-- Given records --
Begin

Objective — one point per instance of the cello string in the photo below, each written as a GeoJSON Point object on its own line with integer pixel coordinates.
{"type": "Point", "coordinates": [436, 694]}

End
Begin

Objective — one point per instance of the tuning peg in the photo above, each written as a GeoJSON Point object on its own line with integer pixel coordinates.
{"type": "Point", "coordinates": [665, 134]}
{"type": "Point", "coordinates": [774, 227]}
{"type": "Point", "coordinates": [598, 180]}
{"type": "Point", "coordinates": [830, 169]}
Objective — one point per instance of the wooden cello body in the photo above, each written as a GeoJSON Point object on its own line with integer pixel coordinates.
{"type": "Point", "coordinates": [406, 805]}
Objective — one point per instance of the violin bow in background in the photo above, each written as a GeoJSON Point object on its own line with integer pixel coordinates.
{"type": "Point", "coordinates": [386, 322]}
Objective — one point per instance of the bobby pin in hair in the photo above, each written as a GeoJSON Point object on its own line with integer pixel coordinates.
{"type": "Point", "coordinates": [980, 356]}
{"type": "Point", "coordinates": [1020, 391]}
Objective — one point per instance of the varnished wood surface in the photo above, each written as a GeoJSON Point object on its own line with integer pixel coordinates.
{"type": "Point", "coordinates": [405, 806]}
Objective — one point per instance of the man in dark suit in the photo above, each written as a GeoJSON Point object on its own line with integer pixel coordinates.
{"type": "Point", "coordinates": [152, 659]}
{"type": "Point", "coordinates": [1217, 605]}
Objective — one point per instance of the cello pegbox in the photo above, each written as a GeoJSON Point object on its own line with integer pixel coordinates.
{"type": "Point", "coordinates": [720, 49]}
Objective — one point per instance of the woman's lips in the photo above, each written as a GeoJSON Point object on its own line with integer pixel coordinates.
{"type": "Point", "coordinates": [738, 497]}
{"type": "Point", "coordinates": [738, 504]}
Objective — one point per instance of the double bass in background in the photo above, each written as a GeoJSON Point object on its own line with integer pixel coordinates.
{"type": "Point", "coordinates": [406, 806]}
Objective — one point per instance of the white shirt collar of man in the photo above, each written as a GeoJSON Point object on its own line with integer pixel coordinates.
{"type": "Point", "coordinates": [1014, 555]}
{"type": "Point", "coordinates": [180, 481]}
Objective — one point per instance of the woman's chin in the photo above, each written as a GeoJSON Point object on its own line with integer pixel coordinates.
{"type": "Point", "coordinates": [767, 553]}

End
Begin

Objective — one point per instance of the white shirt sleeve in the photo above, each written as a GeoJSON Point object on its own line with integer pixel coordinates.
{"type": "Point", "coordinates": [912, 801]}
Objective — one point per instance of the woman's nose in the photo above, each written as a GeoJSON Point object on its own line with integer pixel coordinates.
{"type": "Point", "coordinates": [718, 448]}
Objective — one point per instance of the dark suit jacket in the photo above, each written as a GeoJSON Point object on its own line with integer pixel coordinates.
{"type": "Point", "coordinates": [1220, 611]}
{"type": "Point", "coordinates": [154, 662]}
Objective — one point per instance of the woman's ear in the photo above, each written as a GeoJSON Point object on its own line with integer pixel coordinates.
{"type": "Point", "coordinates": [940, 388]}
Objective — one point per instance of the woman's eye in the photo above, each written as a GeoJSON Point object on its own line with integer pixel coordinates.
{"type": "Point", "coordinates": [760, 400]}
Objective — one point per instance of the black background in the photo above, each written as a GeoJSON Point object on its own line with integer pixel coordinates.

End

-- Work to be completed --
Report each line of the data above that contains the word "white". Copy every such line in full.

-- Written answer --
Objective — one point per instance of the white shirt collar of man in the photo above, each written as a GeoJSON Point object on its own line with integer pixel coordinates.
Objective — one point per instance of the white shirt sleeve in the photo above, each written as a GeoJSON Point object on its own line with integer pixel coordinates.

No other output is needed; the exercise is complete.